▶ _Extrahierter Text_:
Nichtvorliegen von Wiederaufnahmegründen
Entscheidungstext
IM NAMEN DER REPUBLIK
Das Bundesfinanzgericht erkennt durch die Richterin Mag. Judith Daniela Herdin-Winter in der Beschwerdesache ***, ***, vertreten durch Attesta Liegenschaftsverwaltung GmbH, Hockegasse 22, 1180 Wien, über die Beschwerde vom gegen die Bescheide des Finanzamtes Wien 8/16/17 vom , betreffend Wiederaufnahme Einkommensteuer und Umsatzsteuer 2006 bis 2009 zu Recht:
I. Der Beschwerde wird gemäß § 279 BAO Folge gegeben. Die angefochtenen Bescheide werden ersatzlos aufgehoben.
II. Gegen dieses Erkenntnis ist eine Revision an den Verwaltungsgerichtshof nach Art. 133 Abs. 4 Bundes-Verfassungsgesetz (B-VG) nichtzulässig.
Entscheidungsgründe
I. Verfahrensgang:
Beim Beschwerdeführer wurde eine Außenprüfung betreffend Einkommensteuer und Umsatzsteuer für den Zeitraum 2009 durchgeführt.

▶ _Aufgabenstellung 1_: Kopieren Sie aus dem Erkenntnis des Bundesfinanzgerichts den Wortlaut zwischen „Nichtvorliegen von Wiederaufnahmegründen“ und „Bundes-Verfassungsgesetz (B-VG) nichtzulässig.“, beide Stellen eingeschlossen.
▶ _Aufgabenstellung 2_: Setzen Sie das Erkenntnis des Bundesfinanzgerichts im Anschluss an seinen letzten Satz fort.

▶ _Datenauflistung_:
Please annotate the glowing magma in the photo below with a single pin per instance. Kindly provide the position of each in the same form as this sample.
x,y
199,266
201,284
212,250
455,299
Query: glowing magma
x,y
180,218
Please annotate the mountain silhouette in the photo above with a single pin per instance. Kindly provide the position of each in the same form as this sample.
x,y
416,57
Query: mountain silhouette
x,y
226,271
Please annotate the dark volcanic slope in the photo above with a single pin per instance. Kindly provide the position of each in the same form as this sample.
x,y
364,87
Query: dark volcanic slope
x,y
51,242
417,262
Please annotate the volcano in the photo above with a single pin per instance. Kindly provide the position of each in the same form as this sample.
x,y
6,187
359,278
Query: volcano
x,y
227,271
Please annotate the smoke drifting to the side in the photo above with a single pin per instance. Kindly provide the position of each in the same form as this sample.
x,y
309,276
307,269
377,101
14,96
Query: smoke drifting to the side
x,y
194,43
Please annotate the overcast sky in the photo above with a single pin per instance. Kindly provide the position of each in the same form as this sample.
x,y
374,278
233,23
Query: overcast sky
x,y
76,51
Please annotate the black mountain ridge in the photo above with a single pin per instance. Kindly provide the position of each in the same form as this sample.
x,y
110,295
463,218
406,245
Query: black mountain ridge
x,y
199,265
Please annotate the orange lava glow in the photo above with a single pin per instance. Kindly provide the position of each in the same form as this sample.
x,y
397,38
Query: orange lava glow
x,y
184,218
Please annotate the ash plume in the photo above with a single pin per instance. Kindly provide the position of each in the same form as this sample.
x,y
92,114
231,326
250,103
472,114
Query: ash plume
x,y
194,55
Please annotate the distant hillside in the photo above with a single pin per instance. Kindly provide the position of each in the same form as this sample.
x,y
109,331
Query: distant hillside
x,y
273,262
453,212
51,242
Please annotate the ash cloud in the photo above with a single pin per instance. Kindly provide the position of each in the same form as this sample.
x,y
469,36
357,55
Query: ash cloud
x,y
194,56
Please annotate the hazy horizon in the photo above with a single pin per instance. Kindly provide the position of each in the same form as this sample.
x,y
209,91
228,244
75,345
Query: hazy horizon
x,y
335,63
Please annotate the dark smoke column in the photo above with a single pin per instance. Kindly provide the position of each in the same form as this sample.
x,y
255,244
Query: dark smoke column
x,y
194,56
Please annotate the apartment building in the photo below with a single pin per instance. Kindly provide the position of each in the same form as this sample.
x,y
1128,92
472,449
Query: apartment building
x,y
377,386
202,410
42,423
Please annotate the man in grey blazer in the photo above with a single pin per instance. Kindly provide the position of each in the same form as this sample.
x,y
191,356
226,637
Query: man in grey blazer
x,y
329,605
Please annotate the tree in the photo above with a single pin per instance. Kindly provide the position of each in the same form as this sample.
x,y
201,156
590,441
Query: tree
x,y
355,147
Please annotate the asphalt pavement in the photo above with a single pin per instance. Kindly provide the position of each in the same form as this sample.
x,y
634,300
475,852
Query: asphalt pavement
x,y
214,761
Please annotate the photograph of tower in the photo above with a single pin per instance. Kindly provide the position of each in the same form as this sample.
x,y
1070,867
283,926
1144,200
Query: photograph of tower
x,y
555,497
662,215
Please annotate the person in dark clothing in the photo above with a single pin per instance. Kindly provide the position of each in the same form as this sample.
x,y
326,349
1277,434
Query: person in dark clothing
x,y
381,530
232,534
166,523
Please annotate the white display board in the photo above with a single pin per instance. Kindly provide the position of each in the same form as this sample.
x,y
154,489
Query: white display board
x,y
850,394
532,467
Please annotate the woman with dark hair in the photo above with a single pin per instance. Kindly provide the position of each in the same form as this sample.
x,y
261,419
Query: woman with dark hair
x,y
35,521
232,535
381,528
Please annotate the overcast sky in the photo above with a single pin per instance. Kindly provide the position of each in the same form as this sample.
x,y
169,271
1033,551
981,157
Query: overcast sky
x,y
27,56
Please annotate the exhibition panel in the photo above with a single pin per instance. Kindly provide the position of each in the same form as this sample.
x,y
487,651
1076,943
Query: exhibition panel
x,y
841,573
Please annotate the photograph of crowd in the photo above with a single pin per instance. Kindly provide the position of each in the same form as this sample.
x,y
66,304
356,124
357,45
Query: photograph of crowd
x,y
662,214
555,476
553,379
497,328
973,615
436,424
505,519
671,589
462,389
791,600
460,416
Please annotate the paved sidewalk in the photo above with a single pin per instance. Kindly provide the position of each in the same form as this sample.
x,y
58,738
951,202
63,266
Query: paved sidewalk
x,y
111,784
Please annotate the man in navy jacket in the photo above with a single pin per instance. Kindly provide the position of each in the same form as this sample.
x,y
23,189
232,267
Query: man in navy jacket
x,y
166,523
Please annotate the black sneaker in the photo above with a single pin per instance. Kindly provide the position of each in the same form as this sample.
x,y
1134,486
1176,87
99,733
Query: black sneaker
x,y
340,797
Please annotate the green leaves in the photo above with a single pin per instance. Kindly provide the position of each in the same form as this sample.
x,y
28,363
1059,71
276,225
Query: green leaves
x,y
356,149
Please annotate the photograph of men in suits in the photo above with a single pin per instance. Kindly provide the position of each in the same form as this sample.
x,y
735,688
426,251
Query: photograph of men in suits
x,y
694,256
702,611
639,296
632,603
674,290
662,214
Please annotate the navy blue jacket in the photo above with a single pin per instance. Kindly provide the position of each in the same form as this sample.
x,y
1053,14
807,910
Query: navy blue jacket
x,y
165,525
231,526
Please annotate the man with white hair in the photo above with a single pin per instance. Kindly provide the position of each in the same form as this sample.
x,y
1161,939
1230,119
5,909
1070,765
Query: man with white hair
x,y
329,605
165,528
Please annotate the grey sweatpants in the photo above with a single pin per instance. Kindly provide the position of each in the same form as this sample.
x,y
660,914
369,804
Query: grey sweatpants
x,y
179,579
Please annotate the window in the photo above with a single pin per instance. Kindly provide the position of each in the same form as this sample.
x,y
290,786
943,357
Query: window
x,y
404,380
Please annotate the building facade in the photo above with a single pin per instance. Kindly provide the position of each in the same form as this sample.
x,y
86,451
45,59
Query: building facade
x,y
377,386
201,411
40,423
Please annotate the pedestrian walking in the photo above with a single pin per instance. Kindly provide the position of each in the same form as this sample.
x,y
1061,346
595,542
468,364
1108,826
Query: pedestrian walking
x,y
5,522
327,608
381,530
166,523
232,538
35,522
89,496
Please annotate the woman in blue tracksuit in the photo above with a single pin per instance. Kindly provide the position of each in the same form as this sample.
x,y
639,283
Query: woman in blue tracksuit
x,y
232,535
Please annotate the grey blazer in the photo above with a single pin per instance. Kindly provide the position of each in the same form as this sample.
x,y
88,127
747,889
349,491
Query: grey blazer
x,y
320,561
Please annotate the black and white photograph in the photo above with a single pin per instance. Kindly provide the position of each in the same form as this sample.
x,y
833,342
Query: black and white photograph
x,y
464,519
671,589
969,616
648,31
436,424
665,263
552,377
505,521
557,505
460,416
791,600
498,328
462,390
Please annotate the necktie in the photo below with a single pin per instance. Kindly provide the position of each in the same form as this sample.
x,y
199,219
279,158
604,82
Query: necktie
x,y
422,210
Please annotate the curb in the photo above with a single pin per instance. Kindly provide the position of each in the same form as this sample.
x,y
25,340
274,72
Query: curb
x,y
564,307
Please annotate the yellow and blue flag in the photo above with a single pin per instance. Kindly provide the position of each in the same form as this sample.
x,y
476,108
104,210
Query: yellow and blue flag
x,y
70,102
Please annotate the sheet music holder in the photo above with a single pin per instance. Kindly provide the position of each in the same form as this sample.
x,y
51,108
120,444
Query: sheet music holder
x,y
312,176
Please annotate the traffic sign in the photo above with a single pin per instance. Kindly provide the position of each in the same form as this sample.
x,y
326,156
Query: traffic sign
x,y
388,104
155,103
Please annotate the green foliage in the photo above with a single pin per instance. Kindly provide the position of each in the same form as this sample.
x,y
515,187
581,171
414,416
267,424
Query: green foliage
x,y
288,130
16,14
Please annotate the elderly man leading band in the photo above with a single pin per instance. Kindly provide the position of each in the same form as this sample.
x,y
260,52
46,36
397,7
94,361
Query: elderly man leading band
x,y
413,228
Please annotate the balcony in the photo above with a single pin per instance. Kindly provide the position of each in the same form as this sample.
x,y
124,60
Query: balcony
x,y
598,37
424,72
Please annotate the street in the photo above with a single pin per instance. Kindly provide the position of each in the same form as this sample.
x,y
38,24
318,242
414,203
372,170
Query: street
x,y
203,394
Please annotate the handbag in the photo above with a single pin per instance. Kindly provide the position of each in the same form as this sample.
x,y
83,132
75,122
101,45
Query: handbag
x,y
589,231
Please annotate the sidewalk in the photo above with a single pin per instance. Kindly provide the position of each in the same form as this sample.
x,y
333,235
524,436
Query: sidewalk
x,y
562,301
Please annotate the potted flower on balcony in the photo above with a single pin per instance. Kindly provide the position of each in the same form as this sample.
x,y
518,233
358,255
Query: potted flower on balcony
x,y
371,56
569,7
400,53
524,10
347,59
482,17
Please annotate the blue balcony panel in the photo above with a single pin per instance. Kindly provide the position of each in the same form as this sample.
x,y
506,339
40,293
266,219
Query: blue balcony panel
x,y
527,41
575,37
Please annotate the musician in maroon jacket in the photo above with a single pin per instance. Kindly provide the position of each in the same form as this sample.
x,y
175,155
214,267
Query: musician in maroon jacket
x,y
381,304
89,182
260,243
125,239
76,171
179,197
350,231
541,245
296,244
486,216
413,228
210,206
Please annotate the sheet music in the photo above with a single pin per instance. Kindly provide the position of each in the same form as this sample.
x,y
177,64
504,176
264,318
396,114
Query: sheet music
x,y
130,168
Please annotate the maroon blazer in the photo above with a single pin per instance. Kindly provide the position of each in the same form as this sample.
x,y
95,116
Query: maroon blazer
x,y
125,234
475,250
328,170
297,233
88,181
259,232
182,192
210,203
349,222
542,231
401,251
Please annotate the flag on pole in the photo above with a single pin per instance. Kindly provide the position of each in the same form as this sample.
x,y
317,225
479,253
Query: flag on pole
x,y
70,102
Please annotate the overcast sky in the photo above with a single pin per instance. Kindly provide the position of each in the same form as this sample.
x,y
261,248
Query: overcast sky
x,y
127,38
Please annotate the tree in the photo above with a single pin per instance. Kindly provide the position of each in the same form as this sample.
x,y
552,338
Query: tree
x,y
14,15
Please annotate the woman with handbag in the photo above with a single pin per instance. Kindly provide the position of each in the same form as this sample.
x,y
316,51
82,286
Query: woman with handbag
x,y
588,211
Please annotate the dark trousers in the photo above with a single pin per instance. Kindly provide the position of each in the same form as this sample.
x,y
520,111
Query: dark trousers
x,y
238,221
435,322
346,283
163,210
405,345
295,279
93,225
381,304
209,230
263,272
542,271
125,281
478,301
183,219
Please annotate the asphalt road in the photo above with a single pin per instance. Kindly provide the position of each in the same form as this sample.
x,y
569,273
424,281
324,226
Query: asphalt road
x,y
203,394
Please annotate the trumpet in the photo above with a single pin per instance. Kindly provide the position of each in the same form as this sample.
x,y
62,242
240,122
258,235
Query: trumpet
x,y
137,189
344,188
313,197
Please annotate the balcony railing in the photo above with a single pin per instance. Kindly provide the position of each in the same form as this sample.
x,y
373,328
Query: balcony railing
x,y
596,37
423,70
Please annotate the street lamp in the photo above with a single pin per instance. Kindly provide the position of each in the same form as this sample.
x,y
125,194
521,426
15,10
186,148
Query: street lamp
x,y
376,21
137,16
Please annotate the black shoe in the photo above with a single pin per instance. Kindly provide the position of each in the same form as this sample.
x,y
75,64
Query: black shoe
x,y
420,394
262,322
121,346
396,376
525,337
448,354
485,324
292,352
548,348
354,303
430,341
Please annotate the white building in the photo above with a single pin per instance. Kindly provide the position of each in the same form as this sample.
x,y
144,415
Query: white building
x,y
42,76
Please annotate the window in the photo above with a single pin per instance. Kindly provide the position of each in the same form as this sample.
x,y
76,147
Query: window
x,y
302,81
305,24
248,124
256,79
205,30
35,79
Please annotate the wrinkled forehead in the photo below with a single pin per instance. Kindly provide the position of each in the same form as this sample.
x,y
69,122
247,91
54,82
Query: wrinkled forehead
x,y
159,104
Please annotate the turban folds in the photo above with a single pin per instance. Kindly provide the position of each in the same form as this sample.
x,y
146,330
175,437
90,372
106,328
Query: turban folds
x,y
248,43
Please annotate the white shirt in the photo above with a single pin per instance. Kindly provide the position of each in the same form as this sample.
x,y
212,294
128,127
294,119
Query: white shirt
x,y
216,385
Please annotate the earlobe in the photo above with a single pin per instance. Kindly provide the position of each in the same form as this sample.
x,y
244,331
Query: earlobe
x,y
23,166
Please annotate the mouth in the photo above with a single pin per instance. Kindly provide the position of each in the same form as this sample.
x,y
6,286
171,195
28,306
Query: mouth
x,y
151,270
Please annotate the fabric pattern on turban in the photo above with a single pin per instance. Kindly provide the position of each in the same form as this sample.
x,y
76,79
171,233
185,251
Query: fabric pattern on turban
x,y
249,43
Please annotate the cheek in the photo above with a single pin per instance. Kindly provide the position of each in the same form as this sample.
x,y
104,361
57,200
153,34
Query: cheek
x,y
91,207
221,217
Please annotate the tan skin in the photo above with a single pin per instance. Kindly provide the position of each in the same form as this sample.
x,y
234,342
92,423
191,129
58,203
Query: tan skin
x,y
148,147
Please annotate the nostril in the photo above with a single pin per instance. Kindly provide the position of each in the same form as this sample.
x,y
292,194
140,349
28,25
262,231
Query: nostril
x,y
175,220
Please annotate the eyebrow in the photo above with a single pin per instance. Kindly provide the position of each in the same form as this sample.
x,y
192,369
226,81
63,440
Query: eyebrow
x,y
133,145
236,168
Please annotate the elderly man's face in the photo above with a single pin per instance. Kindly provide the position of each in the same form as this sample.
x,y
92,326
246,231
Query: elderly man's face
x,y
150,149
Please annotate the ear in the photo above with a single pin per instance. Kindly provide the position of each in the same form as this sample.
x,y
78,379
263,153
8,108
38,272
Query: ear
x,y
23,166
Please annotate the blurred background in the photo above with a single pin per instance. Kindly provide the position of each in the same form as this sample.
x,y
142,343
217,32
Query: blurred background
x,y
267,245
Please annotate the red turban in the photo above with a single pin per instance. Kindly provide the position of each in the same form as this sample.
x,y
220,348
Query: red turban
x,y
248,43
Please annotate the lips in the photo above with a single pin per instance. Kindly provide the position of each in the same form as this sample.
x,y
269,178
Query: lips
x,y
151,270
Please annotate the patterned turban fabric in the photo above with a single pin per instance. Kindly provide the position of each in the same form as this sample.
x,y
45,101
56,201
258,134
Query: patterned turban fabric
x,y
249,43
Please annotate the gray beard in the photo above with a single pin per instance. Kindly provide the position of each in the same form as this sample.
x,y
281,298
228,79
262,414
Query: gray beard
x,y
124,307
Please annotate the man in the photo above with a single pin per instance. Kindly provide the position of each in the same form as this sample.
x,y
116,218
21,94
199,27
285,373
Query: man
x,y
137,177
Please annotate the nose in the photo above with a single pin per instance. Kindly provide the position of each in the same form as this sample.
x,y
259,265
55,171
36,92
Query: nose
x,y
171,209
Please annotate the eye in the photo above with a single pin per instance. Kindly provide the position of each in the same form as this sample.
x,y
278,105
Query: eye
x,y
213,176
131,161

▶ _Antwort 1_:
Nichtvorliegen von Wiederaufnahmegründen
Entscheidungstext
IM NAMEN DER REPUBLIK
Das Bundesfinanzgericht erkennt durch die Richterin Mag. Judith Daniela Herdin-Winter in der Beschwerdesache ***, ***, vertreten durch Attesta Liegenschaftsverwaltung GmbH, Hockegasse 22, 1180 Wien, über die Beschwerde vom gegen die Bescheide des Finanzamtes Wien 8/16/17 vom , betreffend Wiederaufnahme Einkommensteuer und Umsatzsteuer 2006 bis 2009 zu Recht:
I. Der Beschwerde wird gemäß § 279 BAO Folge gegeben. Die angefochtenen Bescheide werden ersatzlos aufgehoben.
II. Gegen dieses Erkenntnis ist eine Revision an den Verwaltungsgerichtshof nach Art. 133 Abs. 4 Bundes-Verfassungsgesetz (B-VG) nichtzulässig.

▶ _Antwort 2_:
Der Prüfer traf im Bericht über das Ergebnis der Außenprüfung gemäß § 150 BAO vom in den Textziffern 2 bis 4 und 5 folgende Feststellungen:
Gemäß den vorgelegten Einnahmen-Ausgaben-Rechnungen seien seit 2006 nur Verluste erwirtschaftet worden. Bei mehreren Besprechungen mit dem steuerlichen Vertreter über dieses Thema, habe dieser angegeben, dass in Zukunft der Ausgabeposten Abschreibung sich auf Null reduzieren werde. Selbst unter Berücksichtigung dieser Angabe sei auch 2009 ein Verlust erwirtschaftet worden.
Mit den bereits getätigten Immobilienverkäufen (***, ***) würden sich die Einnahmen um 2.760 Euro reduzieren. Die derzeit verbleibenden Zinshäuser seien ***, *** und ***.
Gemäß der Besprechung vom mit dem steuerlichen Vertreter, gab dieser an voraussichtlich 2011 wieder "schwarze Zahlen" zu schreiben.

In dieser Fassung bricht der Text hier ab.